Questa volta, però, Netanyahu ha stabilito un altro primato, compiendo un atto di aggressione inedito: l’attacco aereo al consolato iraniano a Damasco, in Siria che, il 1° di aprile, ha ucciso 16 persone, fra cui due generali dei Guardiani della rivoluzione. Un’ulteriore escalation nella provocazione a Teheran, per allargare il conflitto in Medioriente, tirando per la giacca gli Usa e i loro alleati europei - Francia, Gran Bretagna e Germania.  Il governo iraniano ha dichiarato che avrebbe esercitato il proprio diritto all’autodifesa e, il 13 sera, ha fatto partire decine di missili e droni “su dei bersagli specifici all’interno dei territori occupati”: in risposta “ai numerosi crimini commessi dal regime sionista”, nello specifico l’attacco contro la sezione consolare a Damasco. Il mattino di quello stesso giorno, le forze speciali marittime dei guardiani della rivoluzione iraniana si erano impadronite del porta-container Msc Aries, circa un centinaio di chilometri a nord della città emiratina di Foujeyra. Una nave battente bandiera portoghese, ma riconducibile alla società Zodiac che – ha fatto sapere l’agenzia stampa iraniana Irna – “appartiene al capitalista sionista Eyal Ofer”.

Dopo lo schiaffo del 7 ottobre, inflitto dalla resistenza palestinese al regime occupante, il quale ha dato inizio al genocidio programmato da Netanyahu, ci sono stati numerosi attacchi contro navi dirette a Tel Aviv che transitavano nel mar Rosso e nel golfo di Aden o che commerciavano con Israele. Attacchi sempre rivendicati dalle milizie yemenite Houthi, mentre questa volta Teheran ha voluto marcare una risposta simmetrica a un attacco diretto: la prima dal 1948.

Netanyahu e i suoi alleati europei, diretti dagli Usa – Francia, Gran Bretagna e Germania – i cui ambasciatori sono stati convocati da Teheran -, hanno ammesso di aver contrastato direttamente i droni iraniani. Un attacco massiccio ma volutamente dimostrativo che, per essere respinto, secondo il giornale israeliano Yedioth Ahronoth, ha richiesto l’impiego di missili da difesa aerea costati un miliardo di dollari. Gli Stati uniti sono già decisi a compensare “la spesa” con l’invio di nuovi aiuti militari, che i repubblicani maggioritari alla Camera vogliono accelerare.

Aerei statunitensi, britannici e francesi sono decollati dalla portaerei Eisenhower e dalla base aerea di Cipro per intercettare droni iraniani nello spazio aereo iracheno e siriano. I paesi Nato hanno ammesso il loro coinvolgimento diretto, e hanno dichiarato di aver distrutto oltre un quarto delle armi impiegate dall’Iran. Un intervento – hanno detto – richiesto dalla Giordania, alleata degli Usa, che pure ha fatto la sua parte, e che – questo l’avvertimento iraniano – se “continua a cooperare” con Netanyahu sarà “il prossimo obiettivo”.

* **Compiti da svolgere**:
1) Aggiorna il passo dell'estratto selezionato che parte da "Netanyahu e i" e prosegue fino a "Camera vogliono accelerare.", mettendo "Camera dei rappresentanti" al posto di "Camera".
2) Elenca tutte le città nominate nell'estratto selezionato.

* **Dati forniti**:
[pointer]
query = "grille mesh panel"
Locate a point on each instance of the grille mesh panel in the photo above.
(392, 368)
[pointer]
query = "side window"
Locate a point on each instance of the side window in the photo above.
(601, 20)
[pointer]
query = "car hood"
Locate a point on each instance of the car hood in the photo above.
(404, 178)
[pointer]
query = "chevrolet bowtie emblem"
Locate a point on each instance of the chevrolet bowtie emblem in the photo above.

--

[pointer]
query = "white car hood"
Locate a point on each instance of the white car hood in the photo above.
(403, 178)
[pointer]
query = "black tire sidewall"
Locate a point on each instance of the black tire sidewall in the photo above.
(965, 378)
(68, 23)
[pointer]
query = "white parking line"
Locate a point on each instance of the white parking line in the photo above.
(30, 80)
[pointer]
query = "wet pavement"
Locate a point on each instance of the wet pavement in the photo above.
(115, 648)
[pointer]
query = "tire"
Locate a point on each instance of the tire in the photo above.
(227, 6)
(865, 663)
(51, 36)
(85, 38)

* **Risultati per compito**:
1)
Netanyahu e i suoi alleati europei, diretti dagli Usa – Francia, Gran Bretagna e Germania – i cui ambasciatori sono stati convocati da Teheran -, hanno ammesso di aver contrastato direttamente i droni iraniani. Un attacco massiccio ma volutamente dimostrativo che, per essere respinto, secondo il giornale israeliano Yedioth Ahronoth, ha richiesto l’impiego di missili da difesa aerea costati un miliardo di dollari. Gli Stati uniti sono già decisi a compensare “la spesa” con l’invio di nuovi aiuti militari, che i repubblicani maggioritari alla Camera dei rappresentanti vogliono accelerare.

2)
Damasco
Teheran
Foujeyra
Tel Aviv